All of the data below is to be written out again exactly.

[Free-text object descriptions]
* * * *
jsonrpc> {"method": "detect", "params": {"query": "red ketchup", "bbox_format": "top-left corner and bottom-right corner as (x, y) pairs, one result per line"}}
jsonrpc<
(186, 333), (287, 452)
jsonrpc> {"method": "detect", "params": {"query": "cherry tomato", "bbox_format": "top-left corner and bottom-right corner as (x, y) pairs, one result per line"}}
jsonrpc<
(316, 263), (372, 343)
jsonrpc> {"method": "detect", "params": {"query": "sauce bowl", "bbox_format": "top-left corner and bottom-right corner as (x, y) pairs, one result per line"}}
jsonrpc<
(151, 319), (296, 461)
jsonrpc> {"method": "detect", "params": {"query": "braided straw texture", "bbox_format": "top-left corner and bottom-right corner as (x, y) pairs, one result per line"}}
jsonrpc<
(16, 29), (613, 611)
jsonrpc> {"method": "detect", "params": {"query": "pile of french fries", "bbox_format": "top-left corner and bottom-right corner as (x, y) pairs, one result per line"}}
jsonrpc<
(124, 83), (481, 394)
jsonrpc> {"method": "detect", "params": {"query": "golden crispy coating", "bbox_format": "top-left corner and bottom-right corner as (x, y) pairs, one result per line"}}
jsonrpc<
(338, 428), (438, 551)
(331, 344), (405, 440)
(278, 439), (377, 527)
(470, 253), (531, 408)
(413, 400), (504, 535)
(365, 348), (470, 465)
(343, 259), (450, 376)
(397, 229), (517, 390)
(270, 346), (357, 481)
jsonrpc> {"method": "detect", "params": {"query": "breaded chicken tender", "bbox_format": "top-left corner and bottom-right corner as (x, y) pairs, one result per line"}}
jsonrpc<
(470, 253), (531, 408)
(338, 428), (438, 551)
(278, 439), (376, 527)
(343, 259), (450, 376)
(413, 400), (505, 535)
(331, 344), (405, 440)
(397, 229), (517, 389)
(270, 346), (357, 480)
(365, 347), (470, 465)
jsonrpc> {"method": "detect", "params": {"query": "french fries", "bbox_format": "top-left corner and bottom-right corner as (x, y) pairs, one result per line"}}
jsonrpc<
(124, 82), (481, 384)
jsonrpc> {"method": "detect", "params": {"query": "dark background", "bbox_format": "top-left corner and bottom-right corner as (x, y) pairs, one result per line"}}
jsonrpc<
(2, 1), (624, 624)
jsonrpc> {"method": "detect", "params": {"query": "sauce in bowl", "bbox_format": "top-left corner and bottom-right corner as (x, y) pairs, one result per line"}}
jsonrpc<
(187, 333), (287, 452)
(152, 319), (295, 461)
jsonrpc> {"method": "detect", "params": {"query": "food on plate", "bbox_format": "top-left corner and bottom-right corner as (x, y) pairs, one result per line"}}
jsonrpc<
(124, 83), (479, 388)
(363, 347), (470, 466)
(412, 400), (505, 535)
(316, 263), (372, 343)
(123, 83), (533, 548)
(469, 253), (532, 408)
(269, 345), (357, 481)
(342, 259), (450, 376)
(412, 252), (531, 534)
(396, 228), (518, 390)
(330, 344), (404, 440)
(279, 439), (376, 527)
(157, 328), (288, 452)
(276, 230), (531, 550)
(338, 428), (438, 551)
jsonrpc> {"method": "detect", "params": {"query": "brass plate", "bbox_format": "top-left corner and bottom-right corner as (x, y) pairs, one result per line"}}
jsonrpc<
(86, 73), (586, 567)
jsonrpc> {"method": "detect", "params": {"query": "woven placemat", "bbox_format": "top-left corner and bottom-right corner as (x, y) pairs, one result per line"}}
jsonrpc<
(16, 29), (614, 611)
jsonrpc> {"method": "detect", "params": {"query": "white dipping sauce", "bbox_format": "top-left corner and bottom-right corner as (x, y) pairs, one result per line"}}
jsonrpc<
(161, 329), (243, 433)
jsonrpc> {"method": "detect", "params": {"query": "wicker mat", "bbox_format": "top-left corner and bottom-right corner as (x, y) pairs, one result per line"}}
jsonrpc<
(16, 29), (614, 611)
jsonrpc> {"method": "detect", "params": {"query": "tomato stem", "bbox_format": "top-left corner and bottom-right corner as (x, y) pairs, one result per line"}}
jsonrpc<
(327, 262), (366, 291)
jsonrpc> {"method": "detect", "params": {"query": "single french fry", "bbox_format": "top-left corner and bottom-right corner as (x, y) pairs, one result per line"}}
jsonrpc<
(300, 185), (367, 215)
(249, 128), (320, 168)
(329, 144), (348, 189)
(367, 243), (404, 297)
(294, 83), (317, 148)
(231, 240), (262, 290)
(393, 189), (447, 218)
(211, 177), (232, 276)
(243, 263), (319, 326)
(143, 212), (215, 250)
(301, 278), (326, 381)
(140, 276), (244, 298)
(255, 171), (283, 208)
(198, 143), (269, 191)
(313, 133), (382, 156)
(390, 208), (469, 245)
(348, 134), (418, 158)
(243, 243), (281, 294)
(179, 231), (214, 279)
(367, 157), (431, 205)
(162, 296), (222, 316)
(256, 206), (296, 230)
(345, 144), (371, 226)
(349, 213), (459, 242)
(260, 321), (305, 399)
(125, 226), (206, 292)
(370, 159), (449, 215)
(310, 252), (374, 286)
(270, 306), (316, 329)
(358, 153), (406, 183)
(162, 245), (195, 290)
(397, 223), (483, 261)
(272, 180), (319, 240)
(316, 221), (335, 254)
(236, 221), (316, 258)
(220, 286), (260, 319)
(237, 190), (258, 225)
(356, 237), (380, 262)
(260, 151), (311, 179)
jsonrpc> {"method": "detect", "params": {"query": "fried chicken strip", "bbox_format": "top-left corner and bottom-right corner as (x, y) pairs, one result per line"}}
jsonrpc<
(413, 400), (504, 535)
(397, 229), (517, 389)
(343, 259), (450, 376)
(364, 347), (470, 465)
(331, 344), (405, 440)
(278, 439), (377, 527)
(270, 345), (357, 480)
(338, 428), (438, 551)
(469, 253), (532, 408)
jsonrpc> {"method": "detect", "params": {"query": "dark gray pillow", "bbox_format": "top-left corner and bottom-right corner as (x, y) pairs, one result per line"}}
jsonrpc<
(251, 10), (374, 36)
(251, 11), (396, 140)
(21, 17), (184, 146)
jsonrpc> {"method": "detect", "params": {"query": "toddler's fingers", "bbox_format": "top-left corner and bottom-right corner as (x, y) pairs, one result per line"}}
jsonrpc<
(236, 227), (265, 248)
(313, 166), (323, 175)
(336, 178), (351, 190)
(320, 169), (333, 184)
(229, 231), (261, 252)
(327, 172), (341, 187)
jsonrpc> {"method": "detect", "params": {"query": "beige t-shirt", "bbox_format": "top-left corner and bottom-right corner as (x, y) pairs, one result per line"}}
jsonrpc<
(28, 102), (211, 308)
* * * *
◆ Exercise solution ◆
jsonrpc> {"method": "detect", "params": {"query": "red ketchup", "bbox_format": "top-left corner and bottom-right corner as (x, y) pairs, one result per line"}}
jsonrpc<
(186, 333), (287, 452)
jsonrpc> {"method": "detect", "params": {"query": "cherry tomato", "bbox_format": "top-left corner and bottom-right corner as (x, y) pairs, one result per line"}}
jsonrpc<
(316, 263), (372, 343)
jsonrpc> {"method": "detect", "params": {"query": "sauce bowl", "bbox_format": "top-left corner and bottom-right corner as (x, y) pairs, one result per line"}}
jsonrpc<
(151, 319), (296, 461)
jsonrpc> {"method": "detect", "params": {"query": "braided straw texture", "bbox_format": "top-left corner and bottom-right corner as (x, y) pairs, one result per line"}}
jsonrpc<
(16, 29), (613, 611)
jsonrpc> {"method": "detect", "params": {"query": "pile of french fries", "bbox_format": "top-left corner and bottom-right corner as (x, y) pairs, one result per line"}}
jsonrpc<
(124, 83), (481, 394)
jsonrpc> {"method": "detect", "params": {"query": "golden crispy coating", "bbox_format": "top-left corner and bottom-right corner as (x, y) pairs, one result per line"}}
jsonrpc<
(338, 428), (438, 551)
(331, 344), (405, 440)
(278, 439), (377, 527)
(470, 253), (531, 408)
(413, 400), (504, 535)
(365, 348), (470, 465)
(343, 259), (450, 376)
(397, 229), (517, 390)
(270, 346), (357, 481)
jsonrpc> {"method": "detect", "params": {"query": "breaded chicken tender", "bbox_format": "top-left corner and bottom-right corner as (x, y) pairs, one result per line"}}
jsonrpc<
(470, 253), (531, 408)
(338, 428), (438, 551)
(278, 439), (376, 527)
(343, 259), (450, 376)
(413, 400), (505, 535)
(331, 344), (405, 440)
(397, 229), (517, 389)
(270, 346), (357, 480)
(365, 347), (470, 465)
jsonrpc> {"method": "detect", "params": {"query": "french fries", "bbox_format": "top-left corner and bottom-right corner as (x, y) pairs, one result per line"}}
jsonrpc<
(124, 82), (481, 384)
jsonrpc> {"method": "detect", "params": {"query": "dark background", "bbox_format": "top-left corner and bottom-right corner as (x, y) pairs, one result per line"}}
jsonrpc<
(2, 1), (624, 624)
jsonrpc> {"method": "detect", "params": {"query": "sauce in bowl", "bbox_format": "top-left corner and bottom-right corner as (x, y) pairs, one result per line"}}
jsonrpc<
(187, 333), (287, 452)
(152, 319), (295, 461)
jsonrpc> {"method": "detect", "params": {"query": "food on plate", "bbox_format": "top-left corner and bottom-right corner as (x, y) pairs, one result per line"}}
jsonrpc<
(124, 83), (479, 388)
(363, 347), (470, 466)
(412, 400), (505, 535)
(316, 263), (372, 343)
(123, 83), (533, 548)
(469, 253), (532, 408)
(269, 345), (357, 481)
(342, 259), (450, 376)
(412, 252), (531, 534)
(396, 228), (518, 390)
(330, 344), (404, 440)
(279, 439), (376, 527)
(157, 328), (288, 452)
(276, 230), (531, 550)
(338, 428), (438, 551)
jsonrpc> {"method": "detect", "params": {"query": "brass plate", "bbox_format": "top-left corner and bottom-right corner as (x, y) pairs, one result per line"}}
jsonrpc<
(86, 73), (586, 567)
jsonrpc> {"method": "detect", "params": {"query": "woven placemat", "bbox_format": "top-left corner and bottom-right corner as (x, y) pairs, one result per line"}}
jsonrpc<
(16, 29), (614, 611)
jsonrpc> {"method": "detect", "params": {"query": "white dipping sauce", "bbox_format": "top-left corner and bottom-right corner as (x, y) pairs, one result per line"}}
jsonrpc<
(161, 329), (243, 433)
jsonrpc> {"method": "detect", "params": {"query": "wicker mat", "bbox_format": "top-left corner and bottom-right corner as (x, y) pairs, one result per line"}}
jsonrpc<
(16, 29), (614, 611)
jsonrpc> {"method": "detect", "params": {"query": "tomato stem", "bbox_format": "top-left corner and bottom-right corner as (x, y) pairs, one result per line"}}
jsonrpc<
(327, 262), (366, 291)
jsonrpc> {"method": "detect", "params": {"query": "single french fry", "bbox_format": "top-left corner and bottom-right corner as (x, y) pairs, one result per line"}}
jsonrpc<
(300, 185), (367, 215)
(249, 128), (320, 168)
(329, 144), (348, 189)
(367, 243), (404, 297)
(294, 83), (317, 148)
(231, 240), (262, 290)
(393, 189), (447, 218)
(211, 177), (232, 276)
(243, 263), (319, 326)
(143, 212), (215, 250)
(301, 278), (326, 381)
(140, 276), (244, 298)
(255, 171), (283, 208)
(198, 143), (269, 191)
(313, 133), (382, 156)
(390, 208), (469, 245)
(348, 134), (418, 158)
(243, 243), (281, 294)
(179, 231), (214, 279)
(367, 157), (431, 205)
(162, 296), (222, 316)
(256, 206), (296, 230)
(345, 144), (371, 226)
(349, 213), (459, 242)
(260, 321), (305, 399)
(125, 226), (206, 292)
(370, 159), (449, 215)
(310, 252), (374, 286)
(270, 306), (316, 329)
(358, 153), (406, 183)
(162, 245), (195, 290)
(397, 223), (483, 261)
(272, 180), (319, 240)
(316, 221), (335, 254)
(236, 221), (316, 258)
(220, 286), (260, 319)
(237, 190), (258, 225)
(356, 237), (380, 262)
(260, 151), (311, 179)
jsonrpc> {"method": "detect", "params": {"query": "fried chicken strip", "bbox_format": "top-left corner and bottom-right corner as (x, y) pairs, one result per line"}}
jsonrpc<
(413, 400), (504, 535)
(397, 229), (517, 389)
(343, 259), (450, 376)
(364, 347), (470, 465)
(331, 344), (405, 440)
(278, 439), (377, 527)
(270, 345), (357, 480)
(338, 428), (438, 551)
(469, 253), (532, 408)
jsonrpc> {"method": "detect", "params": {"query": "dark gray pillow", "bbox_format": "top-left corner and bottom-right corner as (x, y) pairs, one result per line"}}
jsonrpc<
(251, 10), (374, 36)
(251, 11), (396, 140)
(21, 17), (184, 146)
jsonrpc> {"method": "detect", "params": {"query": "toddler's fingers", "bbox_format": "top-left corner and bottom-right corner as (x, y) pairs, one result per line"}}
jsonrpc<
(236, 227), (265, 248)
(313, 166), (323, 175)
(336, 178), (351, 190)
(320, 169), (333, 184)
(229, 231), (261, 252)
(327, 172), (341, 187)
jsonrpc> {"method": "detect", "params": {"query": "beige t-shirt", "bbox_format": "top-left corner and bottom-right corner as (x, y) pairs, one result per line"}}
jsonrpc<
(28, 102), (211, 308)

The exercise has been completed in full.